# The Shell



## Charlotte (Jul 15, 2009)

First of all if anybody read my question about my girl Lickity Split and not eating--she is doing well now and is more active. Thanks to all who responded to me!

Is there anything anybody out there does for their shell? Lickity's is very dry looking and scarred/scratched from flipping over on my mom's patio trying to climb the steps. I never really noticed it before until comparing her to her lttle buddy who is very smooth and shiny.
I met a woman who is way into desert tortoises and she said she puts baby oil on them when they first come out of hybernation. Hmmm...that doesn't sound right to me but what do you think? I don't care how she looks, just wondered if there was some routine or conditioning thing I could do for her shell.
Thanks!


----------



## Yvonne G (Jul 15, 2009)

In my opinion, warm water and a soft brush is all that is needed for a tortoise's shell. They do make compounds that is supposed to help lubricate a shell, but in my opinion all they do is make YOU feel good about it. They do nothing for the tortoise, and might be harmful. If you put something on the shell, such as baby oil, then dirt or dust clings to it and the next thing you know you have an over-heated tortoise. They live just fine in the wild without any conditioners on them, and they can live just fine in your yard au natural!

Yvonne


----------



## tortoisenerd (Jul 15, 2009)

I agree. I would never put anything on a tort that they don't get in the wild--same thing with everything else in captivity such as enclosures and diet, I try to mimic natural conditions as much as possible.

As long as it is not bleeding, bone is not showing, etc, I would leave it alone. If you want to post pictures we can confirm it's nothing to worry about, and just prevent in the future.


----------



## Charlotte (Jul 16, 2009)

Thank you. Yes, I thought the baby oil thing sounded weird. I never would think to do anything to condition the shell at all until she said that. I am attaching a pic, not sure if you can see how she is quite rough and kind of raised ridges. It's not horrible or anything. Just obsessing on her right now....


----------



## LBSKUNK (Jul 16, 2009)

The shell looks beautiful to me! Nothing wrong with him


----------



## Crazy1 (Jul 16, 2009)

I agree her shell looks beautiful and healthy. I would not put anything but water and a soft brush on her. To me her shell looks just like a beautiful tort should look.


----------



## Yvonne G (Jul 16, 2009)

You're right...you're obsessing!!!

If you notice in your picture the very center of that one scute is reflecting back the flash of your camera. If that were really dry, like you believe, there would be no reflection. The shell is perfectly fine!! And the ridges are spurts of growth. Every tortoise has them.

Yvonne


----------



## bettinge (Jul 16, 2009)

I agree, she is fine. Good for another 95 years or so!


----------



## Charlotte (Jul 19, 2009)

Aaaah interesting. Cool ~~thanks everyone!


----------

══════════

== Task details ==
In the tortoise shell thread, what does Yvonne G say is all that a tortoise's shell needs? The listing comes from a separate source.

== Material ==
══════════

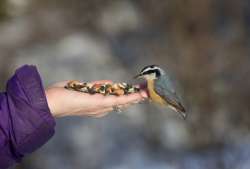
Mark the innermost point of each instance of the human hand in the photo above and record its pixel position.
(63, 102)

══════════

== Exercise response ==
Warm water and a soft brush.